| EXERCISE GOAL |
Leave out all pictures while repeating the records exactly and completely.

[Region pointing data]
━━━━━━━━

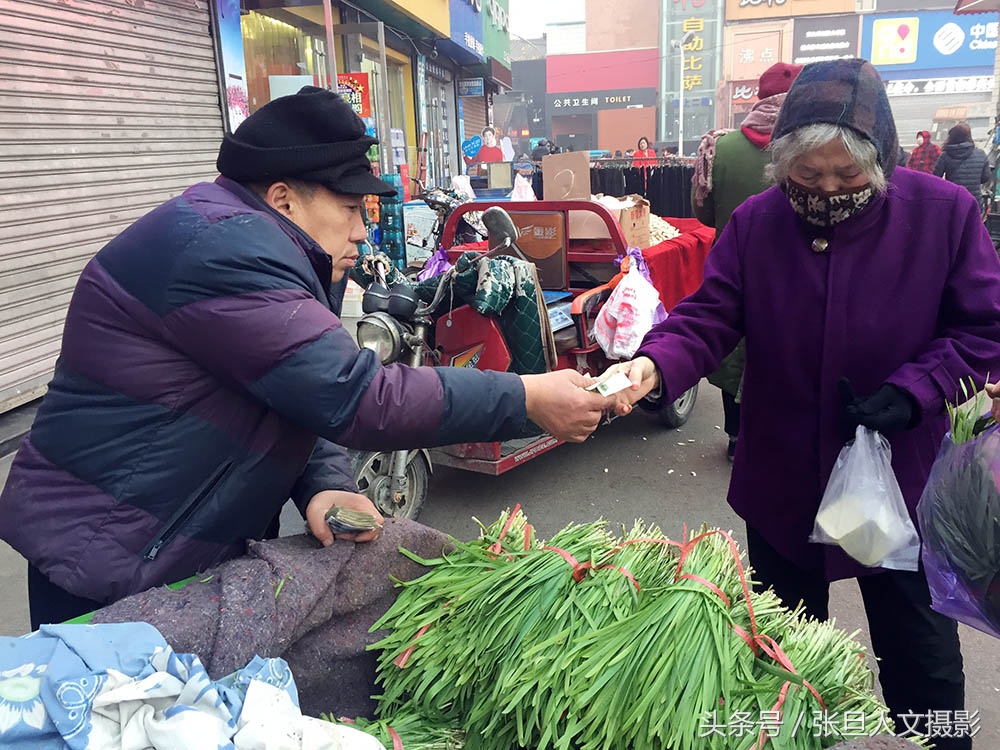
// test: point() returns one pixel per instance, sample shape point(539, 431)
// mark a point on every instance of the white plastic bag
point(522, 189)
point(627, 316)
point(863, 511)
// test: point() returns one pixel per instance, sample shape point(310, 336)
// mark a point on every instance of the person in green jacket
point(729, 169)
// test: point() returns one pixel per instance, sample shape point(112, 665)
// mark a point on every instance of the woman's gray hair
point(788, 149)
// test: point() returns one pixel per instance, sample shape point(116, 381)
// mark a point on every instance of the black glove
point(890, 409)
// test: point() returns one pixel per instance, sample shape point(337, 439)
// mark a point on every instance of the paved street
point(631, 469)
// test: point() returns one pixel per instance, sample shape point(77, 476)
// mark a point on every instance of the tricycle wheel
point(371, 472)
point(677, 413)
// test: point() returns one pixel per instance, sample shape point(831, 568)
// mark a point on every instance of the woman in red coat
point(644, 156)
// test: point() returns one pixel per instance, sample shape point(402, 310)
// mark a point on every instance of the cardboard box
point(632, 213)
point(418, 225)
point(566, 177)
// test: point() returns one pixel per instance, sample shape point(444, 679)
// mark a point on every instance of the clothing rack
point(667, 185)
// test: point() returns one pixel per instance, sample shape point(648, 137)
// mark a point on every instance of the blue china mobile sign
point(467, 26)
point(937, 41)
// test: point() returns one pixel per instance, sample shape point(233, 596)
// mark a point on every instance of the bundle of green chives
point(590, 642)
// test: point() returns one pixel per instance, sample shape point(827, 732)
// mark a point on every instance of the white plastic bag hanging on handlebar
point(633, 308)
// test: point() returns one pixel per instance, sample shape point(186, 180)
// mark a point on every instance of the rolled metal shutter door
point(107, 109)
point(474, 114)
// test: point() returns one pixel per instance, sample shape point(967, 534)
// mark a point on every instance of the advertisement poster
point(823, 38)
point(354, 88)
point(232, 71)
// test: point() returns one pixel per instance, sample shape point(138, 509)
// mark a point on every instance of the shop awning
point(970, 7)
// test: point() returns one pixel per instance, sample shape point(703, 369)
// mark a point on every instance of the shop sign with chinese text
point(825, 38)
point(471, 87)
point(496, 30)
point(930, 41)
point(582, 102)
point(354, 88)
point(701, 64)
point(938, 86)
point(746, 10)
point(467, 26)
point(753, 48)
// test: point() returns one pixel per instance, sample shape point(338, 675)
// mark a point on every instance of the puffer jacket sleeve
point(241, 301)
point(329, 468)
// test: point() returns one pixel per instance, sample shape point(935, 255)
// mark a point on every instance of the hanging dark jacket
point(965, 165)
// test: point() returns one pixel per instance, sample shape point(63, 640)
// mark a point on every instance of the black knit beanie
point(842, 92)
point(314, 136)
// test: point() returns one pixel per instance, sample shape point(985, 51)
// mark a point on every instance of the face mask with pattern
point(823, 209)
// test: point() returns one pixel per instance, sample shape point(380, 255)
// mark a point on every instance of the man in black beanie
point(205, 377)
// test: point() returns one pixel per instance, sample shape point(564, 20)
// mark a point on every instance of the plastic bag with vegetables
point(959, 516)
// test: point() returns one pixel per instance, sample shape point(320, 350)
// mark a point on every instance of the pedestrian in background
point(924, 157)
point(644, 156)
point(961, 162)
point(729, 169)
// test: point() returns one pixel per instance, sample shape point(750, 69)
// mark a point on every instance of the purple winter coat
point(906, 293)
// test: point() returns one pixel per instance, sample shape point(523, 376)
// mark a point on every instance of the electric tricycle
point(560, 286)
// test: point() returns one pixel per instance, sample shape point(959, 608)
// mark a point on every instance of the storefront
point(602, 100)
point(464, 46)
point(938, 69)
point(441, 105)
point(111, 109)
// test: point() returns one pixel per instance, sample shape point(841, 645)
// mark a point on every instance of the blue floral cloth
point(115, 685)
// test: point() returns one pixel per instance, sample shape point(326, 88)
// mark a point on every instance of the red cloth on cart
point(676, 266)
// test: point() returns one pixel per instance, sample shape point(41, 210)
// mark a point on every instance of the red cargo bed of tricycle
point(675, 266)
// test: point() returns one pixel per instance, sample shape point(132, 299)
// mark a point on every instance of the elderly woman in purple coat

━━━━━━━━

| RESPONSE TO THE TASK |
// test: point() returns one pixel per instance, sample shape point(539, 431)
// mark a point on every instance of the white plastic bag
point(522, 189)
point(627, 316)
point(863, 511)
// test: point() returns one pixel per instance, sample shape point(310, 336)
// mark a point on every instance of the person in green jacket
point(729, 169)
// test: point() returns one pixel per instance, sample shape point(112, 665)
// mark a point on every instance of the woman's gray hair
point(788, 149)
// test: point() returns one pixel per instance, sample shape point(116, 381)
// mark a point on every instance of the black glove
point(890, 409)
// test: point() returns one pixel per instance, sample shape point(337, 439)
// mark a point on every instance of the paved street
point(631, 469)
// test: point() returns one pixel per instance, sample shape point(77, 476)
// mark a point on every instance of the tricycle wheel
point(371, 472)
point(677, 413)
// test: point() returns one pixel per instance, sample shape point(831, 568)
// mark a point on every instance of the woman in red coat
point(644, 156)
// test: point() returns one pixel per instance, sample shape point(402, 310)
// mark a point on every instance of the cardboard box
point(632, 213)
point(418, 225)
point(566, 177)
// test: point() returns one pixel per instance, sample shape point(444, 679)
// mark a point on every instance of the clothing rack
point(667, 185)
// test: point() returns one pixel per instance, sample shape point(648, 137)
// mark a point on every instance of the blue china mobile sign
point(467, 26)
point(937, 41)
// test: point() returns one pixel per instance, sample shape point(233, 596)
// mark a point on every instance of the bundle of green chives
point(590, 642)
// test: point() returns one pixel per instance, sample shape point(827, 732)
// mark a point on every instance of the white plastic bag hanging on handlebar
point(633, 308)
// test: point() returns one pixel per instance, sample shape point(186, 180)
// mark a point on every instance of the rolled metal shutter door
point(107, 109)
point(474, 114)
// test: point() returns one pixel per instance, sample shape point(967, 534)
// mark a point on every instance of the advertisement poster
point(823, 38)
point(354, 88)
point(232, 71)
// test: point() returns one pixel per instance, sample shape point(138, 509)
// mark a point on every instance of the shop awning
point(970, 7)
// test: point() returns one pixel per instance, sample shape point(703, 369)
// mark a point on every instance of the shop sign with chinese text
point(825, 38)
point(471, 87)
point(496, 30)
point(930, 41)
point(582, 102)
point(354, 88)
point(701, 64)
point(938, 86)
point(746, 10)
point(467, 26)
point(753, 48)
// test: point() returns one pixel per instance, sample shape point(338, 675)
// mark a point on every instance of the puffer jacket sleeve
point(241, 301)
point(329, 468)
// test: point() returns one pixel per instance, sample shape point(935, 255)
// mark a point on every instance of the hanging dark jacket
point(965, 165)
// test: point() returns one pixel per instance, sample shape point(63, 640)
// mark a point on every instance of the black knit beanie
point(842, 92)
point(314, 136)
// test: point() returns one pixel per instance, sample shape point(985, 51)
// mark a point on every instance of the face mask with pattern
point(823, 209)
// test: point() returns one pixel per instance, sample shape point(380, 255)
// mark a point on every instance of the man in black beanie
point(205, 377)
// test: point() returns one pixel per instance, sample shape point(564, 20)
// mark a point on every instance of the plastic bag with vegetables
point(959, 516)
// test: point() returns one pixel per instance, sample shape point(320, 350)
// mark a point on every instance of the pedestrian in background
point(924, 157)
point(644, 156)
point(961, 162)
point(729, 169)
// test: point() returns one pixel per instance, sample shape point(750, 69)
// mark a point on every instance of the purple winter coat
point(906, 293)
// test: point() returns one pixel per instance, sample shape point(523, 376)
// mark a point on every instance of the electric tricycle
point(560, 286)
// test: point() returns one pixel per instance, sample shape point(959, 608)
// mark a point on every instance of the storefront
point(602, 100)
point(464, 46)
point(938, 69)
point(441, 105)
point(111, 109)
// test: point() returns one pixel per instance, sample shape point(841, 645)
// mark a point on every instance of the blue floral cloth
point(115, 685)
// test: point() returns one pixel per instance, sample shape point(326, 88)
// mark a point on every instance of the red cloth on cart
point(676, 266)
// test: point() returns one pixel per instance, sample shape point(41, 210)
// mark a point on every instance of the red cargo bed of tricycle
point(675, 266)
// test: point() returns one pixel per instance, sample shape point(132, 299)
// mark a point on every instance of the elderly woman in purple coat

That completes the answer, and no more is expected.